■ **WHAT NEEDS TO BE DONE**
State how many of the lines below contain the string "mirror", treating uppercase and lowercase letters as distinct. Reply with the number alone.

■ **EXERCISE DATA**
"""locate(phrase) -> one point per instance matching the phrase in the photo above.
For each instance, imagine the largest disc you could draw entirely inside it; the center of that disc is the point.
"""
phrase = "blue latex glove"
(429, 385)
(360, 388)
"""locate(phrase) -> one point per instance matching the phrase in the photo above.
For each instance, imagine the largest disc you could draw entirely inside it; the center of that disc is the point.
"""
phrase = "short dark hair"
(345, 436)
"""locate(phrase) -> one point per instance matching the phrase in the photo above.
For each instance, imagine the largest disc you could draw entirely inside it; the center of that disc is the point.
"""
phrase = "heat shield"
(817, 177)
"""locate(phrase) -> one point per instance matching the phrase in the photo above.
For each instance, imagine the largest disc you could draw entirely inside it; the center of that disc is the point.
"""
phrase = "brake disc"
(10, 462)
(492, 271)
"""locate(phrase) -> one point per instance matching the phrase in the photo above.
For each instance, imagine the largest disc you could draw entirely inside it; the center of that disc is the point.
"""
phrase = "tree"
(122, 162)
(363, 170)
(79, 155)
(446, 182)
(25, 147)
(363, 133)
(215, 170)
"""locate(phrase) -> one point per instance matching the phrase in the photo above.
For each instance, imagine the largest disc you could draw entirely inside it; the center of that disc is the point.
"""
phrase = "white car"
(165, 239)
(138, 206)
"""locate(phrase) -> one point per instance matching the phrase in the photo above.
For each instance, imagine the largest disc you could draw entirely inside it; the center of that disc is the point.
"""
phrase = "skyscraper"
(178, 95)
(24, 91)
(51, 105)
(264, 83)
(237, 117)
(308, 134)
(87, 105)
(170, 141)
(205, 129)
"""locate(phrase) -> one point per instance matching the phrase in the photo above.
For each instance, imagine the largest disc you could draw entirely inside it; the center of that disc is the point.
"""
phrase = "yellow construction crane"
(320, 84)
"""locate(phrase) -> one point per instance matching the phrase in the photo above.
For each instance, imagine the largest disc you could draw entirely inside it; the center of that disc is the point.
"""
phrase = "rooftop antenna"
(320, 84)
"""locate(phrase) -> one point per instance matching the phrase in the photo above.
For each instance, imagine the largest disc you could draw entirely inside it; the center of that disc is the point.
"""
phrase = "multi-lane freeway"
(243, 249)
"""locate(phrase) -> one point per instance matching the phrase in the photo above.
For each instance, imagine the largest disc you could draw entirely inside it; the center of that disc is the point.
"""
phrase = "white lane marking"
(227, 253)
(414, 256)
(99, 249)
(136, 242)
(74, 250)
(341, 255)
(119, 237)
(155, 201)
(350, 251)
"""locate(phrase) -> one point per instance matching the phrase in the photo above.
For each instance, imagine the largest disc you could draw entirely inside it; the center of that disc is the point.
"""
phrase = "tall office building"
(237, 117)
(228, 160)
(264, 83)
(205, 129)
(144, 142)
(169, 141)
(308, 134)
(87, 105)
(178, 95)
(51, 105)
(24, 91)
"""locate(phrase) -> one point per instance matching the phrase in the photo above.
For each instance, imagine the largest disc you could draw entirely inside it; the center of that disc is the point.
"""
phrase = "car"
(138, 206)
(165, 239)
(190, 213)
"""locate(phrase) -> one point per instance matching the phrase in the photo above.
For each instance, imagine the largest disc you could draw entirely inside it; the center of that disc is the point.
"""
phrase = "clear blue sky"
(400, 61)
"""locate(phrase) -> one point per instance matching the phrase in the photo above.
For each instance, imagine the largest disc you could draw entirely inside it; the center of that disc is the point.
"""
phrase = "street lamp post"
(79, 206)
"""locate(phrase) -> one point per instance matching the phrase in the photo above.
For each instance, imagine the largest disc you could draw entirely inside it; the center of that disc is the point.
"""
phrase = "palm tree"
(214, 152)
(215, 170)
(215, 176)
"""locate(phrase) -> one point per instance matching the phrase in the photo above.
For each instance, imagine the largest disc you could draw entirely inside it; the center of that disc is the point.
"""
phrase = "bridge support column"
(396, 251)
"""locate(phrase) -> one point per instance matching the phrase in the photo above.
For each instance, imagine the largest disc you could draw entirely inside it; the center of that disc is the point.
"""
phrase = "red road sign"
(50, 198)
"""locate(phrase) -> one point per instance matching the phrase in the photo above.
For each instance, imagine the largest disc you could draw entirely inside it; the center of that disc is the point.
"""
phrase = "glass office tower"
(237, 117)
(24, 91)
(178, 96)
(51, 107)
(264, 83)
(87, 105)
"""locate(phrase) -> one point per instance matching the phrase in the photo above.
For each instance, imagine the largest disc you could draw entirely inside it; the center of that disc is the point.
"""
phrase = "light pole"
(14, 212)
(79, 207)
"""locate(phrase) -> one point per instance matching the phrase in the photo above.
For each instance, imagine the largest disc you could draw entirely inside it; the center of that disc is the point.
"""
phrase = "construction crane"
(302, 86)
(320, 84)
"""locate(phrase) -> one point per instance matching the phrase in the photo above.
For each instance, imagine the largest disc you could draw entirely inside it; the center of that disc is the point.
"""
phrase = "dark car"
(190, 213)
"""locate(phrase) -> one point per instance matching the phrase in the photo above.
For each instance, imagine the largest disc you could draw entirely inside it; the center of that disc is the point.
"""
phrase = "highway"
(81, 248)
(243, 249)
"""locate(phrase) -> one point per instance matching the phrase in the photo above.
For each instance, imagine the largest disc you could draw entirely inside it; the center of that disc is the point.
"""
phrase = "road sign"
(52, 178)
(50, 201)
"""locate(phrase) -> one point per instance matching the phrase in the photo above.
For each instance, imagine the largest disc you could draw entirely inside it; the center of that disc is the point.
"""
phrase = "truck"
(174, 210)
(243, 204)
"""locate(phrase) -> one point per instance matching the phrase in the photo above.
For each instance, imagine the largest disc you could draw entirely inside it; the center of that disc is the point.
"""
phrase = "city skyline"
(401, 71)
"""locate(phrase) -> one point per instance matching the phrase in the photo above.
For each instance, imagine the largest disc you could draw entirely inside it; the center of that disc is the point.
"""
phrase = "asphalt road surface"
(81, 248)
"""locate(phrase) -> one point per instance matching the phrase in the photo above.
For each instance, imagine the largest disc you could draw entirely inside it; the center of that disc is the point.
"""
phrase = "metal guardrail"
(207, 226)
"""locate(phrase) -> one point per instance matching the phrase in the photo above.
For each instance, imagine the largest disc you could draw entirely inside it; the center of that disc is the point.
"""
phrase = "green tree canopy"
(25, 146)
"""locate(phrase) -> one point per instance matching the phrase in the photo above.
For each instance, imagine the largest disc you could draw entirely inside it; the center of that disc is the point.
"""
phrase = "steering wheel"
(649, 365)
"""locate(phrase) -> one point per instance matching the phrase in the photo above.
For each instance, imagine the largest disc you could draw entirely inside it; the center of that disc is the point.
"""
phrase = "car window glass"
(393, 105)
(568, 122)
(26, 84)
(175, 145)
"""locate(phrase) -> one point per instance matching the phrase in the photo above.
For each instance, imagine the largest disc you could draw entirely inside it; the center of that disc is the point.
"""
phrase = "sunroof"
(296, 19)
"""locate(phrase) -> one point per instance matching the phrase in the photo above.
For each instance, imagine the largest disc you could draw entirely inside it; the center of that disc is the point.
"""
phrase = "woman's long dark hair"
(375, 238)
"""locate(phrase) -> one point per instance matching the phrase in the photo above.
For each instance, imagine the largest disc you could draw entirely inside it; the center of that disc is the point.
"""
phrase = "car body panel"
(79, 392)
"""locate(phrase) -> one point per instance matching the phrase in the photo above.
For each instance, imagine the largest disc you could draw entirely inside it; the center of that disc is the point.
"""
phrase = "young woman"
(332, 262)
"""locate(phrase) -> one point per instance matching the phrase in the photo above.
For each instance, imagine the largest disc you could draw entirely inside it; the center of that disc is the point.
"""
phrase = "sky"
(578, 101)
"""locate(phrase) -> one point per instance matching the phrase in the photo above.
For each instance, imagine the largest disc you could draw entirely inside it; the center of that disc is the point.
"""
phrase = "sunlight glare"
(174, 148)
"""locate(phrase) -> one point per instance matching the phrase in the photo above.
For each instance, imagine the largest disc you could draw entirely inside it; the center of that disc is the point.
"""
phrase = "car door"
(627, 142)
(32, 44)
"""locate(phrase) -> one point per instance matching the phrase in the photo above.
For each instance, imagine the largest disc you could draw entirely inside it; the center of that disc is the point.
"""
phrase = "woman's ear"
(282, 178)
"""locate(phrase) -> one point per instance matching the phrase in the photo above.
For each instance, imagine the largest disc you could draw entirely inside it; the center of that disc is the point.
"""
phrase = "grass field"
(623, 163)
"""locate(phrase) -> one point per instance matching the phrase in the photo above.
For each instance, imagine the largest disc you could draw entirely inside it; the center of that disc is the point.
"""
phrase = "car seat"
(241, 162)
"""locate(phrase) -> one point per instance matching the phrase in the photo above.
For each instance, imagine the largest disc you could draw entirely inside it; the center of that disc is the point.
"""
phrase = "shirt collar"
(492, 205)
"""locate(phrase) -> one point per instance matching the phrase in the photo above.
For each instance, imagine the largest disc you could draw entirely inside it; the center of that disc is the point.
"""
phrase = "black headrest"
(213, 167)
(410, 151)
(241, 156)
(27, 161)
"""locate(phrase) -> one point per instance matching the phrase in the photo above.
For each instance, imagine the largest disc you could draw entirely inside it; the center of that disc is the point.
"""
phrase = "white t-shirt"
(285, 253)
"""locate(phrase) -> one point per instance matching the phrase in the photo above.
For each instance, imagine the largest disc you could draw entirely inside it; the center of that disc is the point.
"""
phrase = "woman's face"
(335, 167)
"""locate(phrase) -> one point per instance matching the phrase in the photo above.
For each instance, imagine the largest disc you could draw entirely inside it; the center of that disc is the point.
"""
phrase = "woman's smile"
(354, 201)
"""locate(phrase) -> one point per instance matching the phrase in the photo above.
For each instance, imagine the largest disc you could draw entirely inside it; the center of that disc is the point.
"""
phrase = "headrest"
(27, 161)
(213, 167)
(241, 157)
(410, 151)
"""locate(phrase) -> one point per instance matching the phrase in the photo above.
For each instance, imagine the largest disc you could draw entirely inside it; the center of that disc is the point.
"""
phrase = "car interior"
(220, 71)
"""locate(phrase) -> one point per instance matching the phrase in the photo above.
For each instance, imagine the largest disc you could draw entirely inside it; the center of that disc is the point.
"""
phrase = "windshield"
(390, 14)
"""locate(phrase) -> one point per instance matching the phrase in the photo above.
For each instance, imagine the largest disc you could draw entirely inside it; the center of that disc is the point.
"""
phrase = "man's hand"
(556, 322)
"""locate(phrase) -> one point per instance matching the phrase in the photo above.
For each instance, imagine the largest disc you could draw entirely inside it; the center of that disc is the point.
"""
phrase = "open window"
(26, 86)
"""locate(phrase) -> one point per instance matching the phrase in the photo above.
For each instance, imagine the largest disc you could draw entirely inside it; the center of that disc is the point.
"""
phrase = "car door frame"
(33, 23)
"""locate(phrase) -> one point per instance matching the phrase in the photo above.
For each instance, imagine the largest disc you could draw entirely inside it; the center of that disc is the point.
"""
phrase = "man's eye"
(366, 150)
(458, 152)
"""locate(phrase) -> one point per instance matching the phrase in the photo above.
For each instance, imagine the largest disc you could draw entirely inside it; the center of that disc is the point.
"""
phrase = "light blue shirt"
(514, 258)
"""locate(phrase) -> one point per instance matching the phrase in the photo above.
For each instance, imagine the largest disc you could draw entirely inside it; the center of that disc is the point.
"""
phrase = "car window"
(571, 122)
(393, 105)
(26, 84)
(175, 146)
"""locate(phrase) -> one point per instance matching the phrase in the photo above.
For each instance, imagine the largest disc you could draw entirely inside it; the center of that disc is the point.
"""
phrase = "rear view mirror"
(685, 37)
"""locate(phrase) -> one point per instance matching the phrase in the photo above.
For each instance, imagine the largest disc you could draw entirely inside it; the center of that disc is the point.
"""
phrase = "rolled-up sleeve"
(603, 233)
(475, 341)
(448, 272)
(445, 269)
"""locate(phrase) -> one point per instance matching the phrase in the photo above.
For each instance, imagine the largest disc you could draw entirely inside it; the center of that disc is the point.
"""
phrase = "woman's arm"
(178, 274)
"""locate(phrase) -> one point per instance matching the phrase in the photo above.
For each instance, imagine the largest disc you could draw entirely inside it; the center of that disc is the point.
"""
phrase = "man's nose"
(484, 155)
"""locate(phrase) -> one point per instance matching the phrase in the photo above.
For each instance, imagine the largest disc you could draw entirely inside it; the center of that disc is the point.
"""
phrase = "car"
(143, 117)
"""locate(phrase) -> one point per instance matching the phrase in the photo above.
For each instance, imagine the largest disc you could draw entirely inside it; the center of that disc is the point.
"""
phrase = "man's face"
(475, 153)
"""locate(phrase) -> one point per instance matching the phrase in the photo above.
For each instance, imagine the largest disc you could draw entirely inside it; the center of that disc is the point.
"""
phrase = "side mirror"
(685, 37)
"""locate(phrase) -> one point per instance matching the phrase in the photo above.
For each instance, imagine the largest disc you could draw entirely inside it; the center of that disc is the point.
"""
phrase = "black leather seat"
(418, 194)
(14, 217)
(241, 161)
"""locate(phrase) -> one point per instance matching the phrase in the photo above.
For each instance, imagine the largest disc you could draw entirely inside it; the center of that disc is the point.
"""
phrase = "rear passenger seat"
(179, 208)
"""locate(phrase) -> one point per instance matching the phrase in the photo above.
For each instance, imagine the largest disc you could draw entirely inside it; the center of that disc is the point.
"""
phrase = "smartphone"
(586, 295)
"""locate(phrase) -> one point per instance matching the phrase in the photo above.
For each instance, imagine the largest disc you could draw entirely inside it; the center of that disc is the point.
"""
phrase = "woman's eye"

■ **RESPONSE TO THIS TASK**
2